- [DIRECTIONS FOR THIS TASK]:
A word-for-word copy of the records below is needed, without the images.

- [RECORDS PROVIDED]:
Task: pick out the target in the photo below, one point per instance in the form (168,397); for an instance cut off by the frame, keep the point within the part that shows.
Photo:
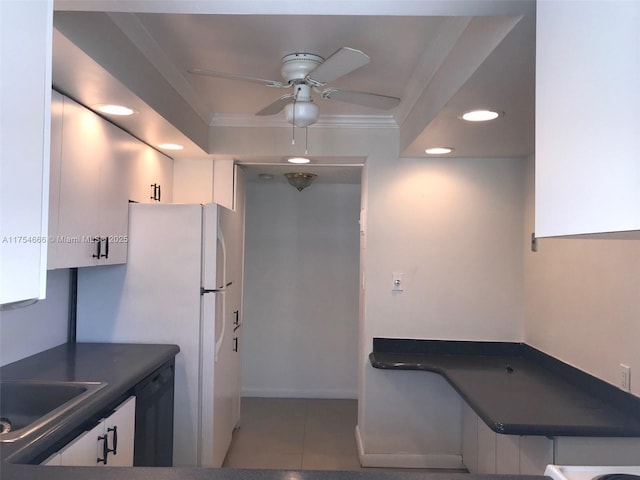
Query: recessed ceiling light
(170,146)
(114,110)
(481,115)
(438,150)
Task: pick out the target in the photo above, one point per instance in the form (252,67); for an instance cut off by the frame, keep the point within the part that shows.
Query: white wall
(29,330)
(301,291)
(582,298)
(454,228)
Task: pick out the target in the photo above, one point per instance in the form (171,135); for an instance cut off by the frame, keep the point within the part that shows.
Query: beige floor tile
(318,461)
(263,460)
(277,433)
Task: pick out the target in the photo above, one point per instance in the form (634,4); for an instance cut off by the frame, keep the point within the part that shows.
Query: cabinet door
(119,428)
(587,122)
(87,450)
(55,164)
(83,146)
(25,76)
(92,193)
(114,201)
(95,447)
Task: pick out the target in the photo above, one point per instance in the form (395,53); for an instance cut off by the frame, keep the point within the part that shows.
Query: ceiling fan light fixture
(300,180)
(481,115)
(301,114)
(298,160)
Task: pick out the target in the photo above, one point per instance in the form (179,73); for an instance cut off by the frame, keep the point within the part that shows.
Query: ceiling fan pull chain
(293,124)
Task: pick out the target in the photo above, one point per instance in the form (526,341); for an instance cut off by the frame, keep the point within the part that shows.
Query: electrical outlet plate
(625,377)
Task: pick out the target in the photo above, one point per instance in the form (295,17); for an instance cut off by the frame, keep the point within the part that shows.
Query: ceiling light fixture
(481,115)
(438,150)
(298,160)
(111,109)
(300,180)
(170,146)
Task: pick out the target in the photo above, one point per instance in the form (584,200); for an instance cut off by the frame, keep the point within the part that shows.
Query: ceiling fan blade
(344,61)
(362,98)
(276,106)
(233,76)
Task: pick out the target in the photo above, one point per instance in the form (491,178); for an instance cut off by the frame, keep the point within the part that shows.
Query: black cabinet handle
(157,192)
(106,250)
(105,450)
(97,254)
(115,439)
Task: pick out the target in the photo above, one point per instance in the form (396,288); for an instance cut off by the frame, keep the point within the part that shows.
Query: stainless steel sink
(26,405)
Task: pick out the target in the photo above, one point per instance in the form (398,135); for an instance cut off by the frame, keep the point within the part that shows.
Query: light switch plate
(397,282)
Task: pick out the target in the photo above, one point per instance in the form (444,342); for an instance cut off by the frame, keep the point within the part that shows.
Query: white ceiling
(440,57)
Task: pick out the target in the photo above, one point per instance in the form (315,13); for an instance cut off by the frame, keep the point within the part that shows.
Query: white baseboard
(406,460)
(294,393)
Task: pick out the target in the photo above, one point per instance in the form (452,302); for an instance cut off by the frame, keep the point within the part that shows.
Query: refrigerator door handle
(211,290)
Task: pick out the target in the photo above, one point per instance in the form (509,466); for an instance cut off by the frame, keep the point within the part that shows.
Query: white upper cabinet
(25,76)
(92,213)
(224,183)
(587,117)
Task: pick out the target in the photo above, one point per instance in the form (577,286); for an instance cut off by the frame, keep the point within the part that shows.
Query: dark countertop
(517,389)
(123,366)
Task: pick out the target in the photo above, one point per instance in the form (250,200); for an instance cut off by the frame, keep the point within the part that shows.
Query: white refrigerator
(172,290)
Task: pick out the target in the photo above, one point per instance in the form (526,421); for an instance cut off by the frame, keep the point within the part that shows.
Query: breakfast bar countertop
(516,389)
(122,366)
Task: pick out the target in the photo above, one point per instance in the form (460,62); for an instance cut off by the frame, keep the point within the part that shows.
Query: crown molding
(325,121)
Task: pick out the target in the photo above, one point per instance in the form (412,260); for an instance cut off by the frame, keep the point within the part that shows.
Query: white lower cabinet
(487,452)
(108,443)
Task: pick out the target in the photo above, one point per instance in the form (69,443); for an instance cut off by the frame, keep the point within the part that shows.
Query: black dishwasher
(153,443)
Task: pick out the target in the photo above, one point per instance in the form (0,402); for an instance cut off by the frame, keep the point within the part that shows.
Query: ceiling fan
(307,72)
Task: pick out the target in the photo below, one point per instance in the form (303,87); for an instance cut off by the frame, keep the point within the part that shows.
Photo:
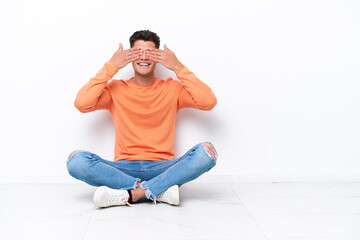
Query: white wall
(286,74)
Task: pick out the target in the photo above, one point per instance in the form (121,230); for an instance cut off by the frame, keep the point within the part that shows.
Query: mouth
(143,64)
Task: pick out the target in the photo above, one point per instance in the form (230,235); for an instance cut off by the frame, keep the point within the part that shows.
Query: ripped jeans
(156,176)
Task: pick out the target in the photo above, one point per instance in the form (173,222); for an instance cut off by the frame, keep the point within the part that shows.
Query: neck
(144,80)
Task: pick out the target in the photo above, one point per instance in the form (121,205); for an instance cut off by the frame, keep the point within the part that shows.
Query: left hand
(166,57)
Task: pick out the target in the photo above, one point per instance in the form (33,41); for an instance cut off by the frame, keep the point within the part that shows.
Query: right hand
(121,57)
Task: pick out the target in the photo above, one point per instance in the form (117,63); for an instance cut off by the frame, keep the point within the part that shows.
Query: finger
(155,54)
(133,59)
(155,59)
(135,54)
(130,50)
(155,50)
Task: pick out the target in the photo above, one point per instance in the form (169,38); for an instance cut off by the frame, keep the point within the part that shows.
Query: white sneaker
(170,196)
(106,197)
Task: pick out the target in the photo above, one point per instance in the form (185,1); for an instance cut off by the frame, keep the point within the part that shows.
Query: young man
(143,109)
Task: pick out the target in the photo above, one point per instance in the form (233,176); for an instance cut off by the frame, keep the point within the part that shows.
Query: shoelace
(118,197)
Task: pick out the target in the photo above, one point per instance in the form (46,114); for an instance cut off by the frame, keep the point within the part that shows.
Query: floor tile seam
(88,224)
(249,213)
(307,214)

- [ANSWER SECTION]:
Task: pick out the target in the photo below, one point per instance in the form (168,397); for an instance cut off by the frame, keep the point within the part that shows.
Photo:
Query: recessed ceiling light
(170,146)
(114,110)
(481,115)
(438,150)
Task: pick out the target in the photo above, one point per instance in the form (252,67); for an instance cut off by the frame, keep the point within the part that shows.
Query: white wall
(29,330)
(301,291)
(582,298)
(454,228)
Task: pick out the target in the photo above, one point per instance in the form (171,135); for an instance cut off by the frame, keep the point within the part that shows.
Query: beige floor tile
(318,461)
(263,460)
(277,433)
Task: pick out the target in the photo above, one point per instance in the form (634,4); for an instance cut off by the frame, keep the point within the part that shows.
Query: cabinet door
(119,428)
(587,122)
(87,450)
(55,164)
(83,146)
(25,76)
(92,193)
(114,201)
(95,447)
Task: pick out the target in the photo above, one point per instance in the form (395,53); for an instance cut off by the frame, keep the point within the part that shows.
Query: ceiling fan light fixture
(300,180)
(481,115)
(301,114)
(298,160)
Task: pick out the target in the photo above, one point per instance in the form (179,73); for an instance cut off by the frame, keep the point within the part that shows.
Query: ceiling fan pull chain
(293,124)
Task: pick out the target in the photo above, one point per instance in the form (526,341); for an instance cut off by the frame, keep the point within the part that shows.
Query: electrical outlet plate
(625,377)
Task: pick out the target in the photo above, one point per instance in the form (295,17); for an instance cut off by the frame, keep the point within the part that shows.
Query: ceiling light fixture
(481,115)
(438,150)
(298,160)
(111,109)
(300,180)
(170,146)
Task: pick out the target in the photo above, one point per instance in the form (584,200); for an instance cut off by the frame, keep the point within the part that shows.
Query: ceiling fan blade
(344,61)
(362,98)
(276,106)
(233,76)
Task: pick out the target in the photo above, one point per instance in the form (491,178); for an instance cut off by the frame, keep the point within the part that shows.
Query: black cabinet handle
(157,192)
(106,250)
(105,450)
(97,254)
(115,439)
Task: pick out the target in the photo above, one point per instance in the form (396,288); for an instance cut off by the frame, keep the point within the part that shows.
Query: stainless steel sink
(26,405)
Task: pick out the target in the photo above, one point per instance in the form (398,135); for an instance cut off by the frame, keep the point within the part that shows.
Query: light switch plate
(397,282)
Task: pick out the target in the photo above, one point per instance in the form (444,342); for an instance cut off by the frame, keep the point within the part that shows.
Query: white ceiling
(440,57)
Task: pick out the target in the photo above, one point per instance in the form (315,13); for an instance cut off by the frame, keep the point within the part that shows.
Query: white baseboard
(406,460)
(294,393)
Task: pick out the target in the photo above, one point per instance in the form (452,302); for an instance cut off by the frame, keep the point within the part that shows.
Query: refrigerator door handle
(211,290)
Task: pick out the target in the photo above, one point per instance in the form (509,466); for an instance cut off by the frame, keep the point within the part that shows.
Query: white upper cabinet
(25,76)
(92,213)
(224,183)
(587,117)
Task: pick out the target in the photo above, one point per instance in the form (577,286); for an instance cut off by the frame, keep the point within the part that shows.
Query: dark countertop
(517,389)
(123,366)
Task: pick out the target in the photo above, one point per instance in the form (250,200); for an instance cut off by the frame, keep the point within the part that shows.
Query: white refrigerator
(172,290)
Task: pick out the target in the photo above, one point per instance in the form (526,421); for an instance cut off by the frame, keep the point within the part that shows.
Query: breakfast bar countertop
(516,389)
(122,366)
Task: pick out the target in the photo above, one point per instance in the form (460,62); for an instance cut off by the frame, keep the point within the part that shows.
Query: crown molding
(325,121)
Task: pick out the target in the photo above, one point per instance in the form (412,260); for an instance cut off by the frame, keep the point within the part that shows.
Query: white lower cabinet
(487,452)
(108,443)
Task: pick out the target in the photo above, one point per instance in the form (69,443); for an instance cut off by the frame, keep the point within the part that shows.
Query: black dishwasher
(153,443)
Task: pick out the target in the photo above, one point per instance in the form (0,402); for an instance cut off by the frame, keep the point within the part that shows.
Query: ceiling fan
(307,72)
Task: pick out the target in the photo below, one point per instance in the form (303,87); for an instance cut off by the frame, keep the point within the part that shows.
Photo:
Query: white wall
(286,74)
Task: pick out the target in the photo above, one point per instance in the form (121,230); for an instance cut off by the frame, keep the point within the part that shows.
Query: mouth
(143,64)
Task: pick out the target in the photo above, one point per instance in the form (230,235); for an instance cut off by the frame, keep the point within the part that shows.
Query: ripped jeans
(156,176)
Task: pick out the target in the photo above, one point per instance in the form (173,222); for an instance cut off by the frame, keep the point within the part that shows.
Query: neck
(144,80)
Task: pick out the target in the photo above, one point per instance in the form (121,205); for an instance cut off by the frame, keep the point within the part that shows.
Query: left hand
(166,57)
Task: pick out the target in the photo above, one point per instance in the form (33,41); for an instance cut off by the frame, keep the point within the part that shows.
Query: right hand
(121,57)
Task: pick out the target in the photo above, one point per instance in the form (117,63); for an instance cut off by the frame, keep the point within the part that shows.
Query: finger
(155,54)
(133,59)
(155,59)
(135,54)
(130,50)
(155,50)
Task: pick out the target in the photo above, one point per instance in the form (169,38); for an instance cut off by the frame, keep the point within the part that shows.
Query: white sneaker
(170,196)
(106,197)
Task: pick out the target in the photo above, one point per instance in the form (185,1); for an instance cut off by the frame, keep the point within the part that shows.
Query: young man
(143,109)
Task: pick out the target in the photo above, one point per instance in the form (233,176); for an instance cut off by the frame, keep the point within the part that shows.
Query: shoelace
(118,197)
Task: pick out the target in the photo above, one point per instance in the form (46,114); for an instance cut off by the frame, keep the point within the part that shows.
Query: floor tile seam
(88,224)
(249,213)
(307,214)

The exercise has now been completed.